In 1940, when Plath was eight years old, her father died as a result of complications from diabetes. He had been a strict father, and both his authoritarian attitudes and his death drastically defined her relationships and her poems—most notably in her elegaic and infamous poem "Daddy."

Even in her youth, Plath was ambitiously driven to succeed. She kept a journal from the age of eleven and published her poems in regional magazines and newspapers. Her first national publication was in the Christian Science Monitor in 1950, just after graduating from high school.

In 1950, Plath matriculated at Smith College. She was an exceptional student, and despite a deep depression she went through in 1953 and a subsequent suicide attempt, she managed to graduate summa cum laude in 1955.

After graduation, Plath moved to Cambridge, England, on a Fulbright Scholarship. In early 1956, she attended a party and met the English poet Ted Hughes. Shortly thereafter, Plath and Hughes were married, on June 16, 1956.

Plath returned to Massachusetts in 1957 and began studying with Robert Lowell. Her first collection of poems, Colossus, was published in 1960 in England, and two years later in the United States. She returned to England, where she gave birth to her children Frieda and Nicholas, in 1960 and 1962, respectively.

In 1962, Ted Hughes left Plath for Assia Gutmann Wevill. That winter, in a deep depression, Plath wrote most of the poems that would comprise her most famous book, Ariel.

In 1963, Plath published a semi-autobiographical novel, The Bell Jar, under the pseudonym Victoria Lucas. Then, on February 11, 1963, during one of the worst English winters on record, Plath wrote a note to her downstairs neighbor instructing him to call the doctor, then she committed suicide using her gas oven.

### Items stored in a collection

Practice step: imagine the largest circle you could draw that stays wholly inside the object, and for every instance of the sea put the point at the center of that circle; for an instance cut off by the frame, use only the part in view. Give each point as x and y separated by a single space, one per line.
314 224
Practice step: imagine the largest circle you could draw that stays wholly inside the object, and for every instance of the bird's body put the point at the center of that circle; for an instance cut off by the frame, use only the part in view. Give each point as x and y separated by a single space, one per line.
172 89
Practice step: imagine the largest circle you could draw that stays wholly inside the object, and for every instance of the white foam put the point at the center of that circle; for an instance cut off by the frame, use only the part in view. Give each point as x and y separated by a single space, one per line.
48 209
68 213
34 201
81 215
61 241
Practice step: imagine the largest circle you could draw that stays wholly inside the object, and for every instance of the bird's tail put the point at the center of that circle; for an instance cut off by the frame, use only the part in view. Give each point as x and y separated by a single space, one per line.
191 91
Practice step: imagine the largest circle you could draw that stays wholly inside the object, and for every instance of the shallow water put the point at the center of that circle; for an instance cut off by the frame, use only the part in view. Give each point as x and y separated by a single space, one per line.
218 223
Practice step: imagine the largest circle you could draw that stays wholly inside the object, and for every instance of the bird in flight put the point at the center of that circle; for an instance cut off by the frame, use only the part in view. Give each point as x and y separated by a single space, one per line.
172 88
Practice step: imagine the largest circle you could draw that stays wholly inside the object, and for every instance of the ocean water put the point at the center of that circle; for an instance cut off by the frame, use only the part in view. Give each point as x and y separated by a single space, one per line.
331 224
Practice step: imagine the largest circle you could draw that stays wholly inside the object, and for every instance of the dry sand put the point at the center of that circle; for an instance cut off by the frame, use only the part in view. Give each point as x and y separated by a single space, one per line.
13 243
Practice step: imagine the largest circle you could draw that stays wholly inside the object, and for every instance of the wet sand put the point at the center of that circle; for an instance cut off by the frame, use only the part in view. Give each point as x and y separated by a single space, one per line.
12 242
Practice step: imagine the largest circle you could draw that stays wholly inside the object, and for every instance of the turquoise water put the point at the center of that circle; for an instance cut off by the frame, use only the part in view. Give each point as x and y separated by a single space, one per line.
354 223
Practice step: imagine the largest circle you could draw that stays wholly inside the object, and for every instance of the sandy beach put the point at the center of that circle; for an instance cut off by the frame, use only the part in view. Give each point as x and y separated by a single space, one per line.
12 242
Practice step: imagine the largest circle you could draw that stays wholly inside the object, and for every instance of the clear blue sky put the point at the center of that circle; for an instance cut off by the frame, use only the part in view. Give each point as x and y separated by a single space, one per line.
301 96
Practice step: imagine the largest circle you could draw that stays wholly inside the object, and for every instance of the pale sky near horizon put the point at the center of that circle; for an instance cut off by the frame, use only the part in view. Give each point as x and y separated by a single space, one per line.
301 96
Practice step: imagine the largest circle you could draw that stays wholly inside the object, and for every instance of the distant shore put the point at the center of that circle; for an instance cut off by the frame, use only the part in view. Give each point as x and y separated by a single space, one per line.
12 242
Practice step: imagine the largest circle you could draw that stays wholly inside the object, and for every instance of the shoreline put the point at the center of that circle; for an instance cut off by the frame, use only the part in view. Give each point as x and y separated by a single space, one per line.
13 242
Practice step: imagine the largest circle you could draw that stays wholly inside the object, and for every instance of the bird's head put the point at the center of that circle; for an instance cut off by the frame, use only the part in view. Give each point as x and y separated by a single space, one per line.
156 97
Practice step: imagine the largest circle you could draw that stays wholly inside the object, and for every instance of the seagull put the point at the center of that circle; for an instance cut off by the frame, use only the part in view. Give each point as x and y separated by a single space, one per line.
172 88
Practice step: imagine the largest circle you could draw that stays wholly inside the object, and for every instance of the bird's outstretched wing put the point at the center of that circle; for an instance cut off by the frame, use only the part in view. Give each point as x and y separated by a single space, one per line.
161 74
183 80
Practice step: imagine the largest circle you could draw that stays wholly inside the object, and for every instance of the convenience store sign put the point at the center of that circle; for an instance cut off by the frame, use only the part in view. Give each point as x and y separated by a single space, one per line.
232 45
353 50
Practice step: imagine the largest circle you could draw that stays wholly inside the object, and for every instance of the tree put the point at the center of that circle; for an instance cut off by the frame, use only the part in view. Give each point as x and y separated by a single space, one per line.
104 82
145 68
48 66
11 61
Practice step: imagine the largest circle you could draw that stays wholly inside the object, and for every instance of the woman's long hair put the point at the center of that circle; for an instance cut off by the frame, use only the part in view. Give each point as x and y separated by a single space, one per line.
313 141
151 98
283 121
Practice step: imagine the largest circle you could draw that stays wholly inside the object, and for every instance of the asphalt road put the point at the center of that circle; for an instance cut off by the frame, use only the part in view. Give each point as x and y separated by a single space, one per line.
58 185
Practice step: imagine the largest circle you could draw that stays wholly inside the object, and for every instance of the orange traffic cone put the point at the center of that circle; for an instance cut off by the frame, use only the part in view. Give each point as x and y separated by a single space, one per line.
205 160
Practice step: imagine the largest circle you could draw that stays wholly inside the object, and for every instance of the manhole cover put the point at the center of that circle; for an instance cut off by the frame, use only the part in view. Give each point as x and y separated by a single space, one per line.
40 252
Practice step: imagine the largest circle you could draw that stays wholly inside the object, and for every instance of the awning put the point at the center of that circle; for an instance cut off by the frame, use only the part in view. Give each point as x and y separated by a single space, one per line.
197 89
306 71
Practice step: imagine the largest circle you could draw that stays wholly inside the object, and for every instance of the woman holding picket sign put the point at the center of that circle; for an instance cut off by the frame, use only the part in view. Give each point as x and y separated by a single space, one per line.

### EXERCISE OBJECTIVE
Answer these questions using the biographical text on Plath.
1. In what year did Plath matriculate at Smith College?
2. Whom did Plath meet at a party in early 1956?
3. Under what pseudonym did Plath publish The Bell Jar?

### EXERCISE SOLUTION
1. 1950
2. The English poet Ted Hughes
3. Victoria Lucas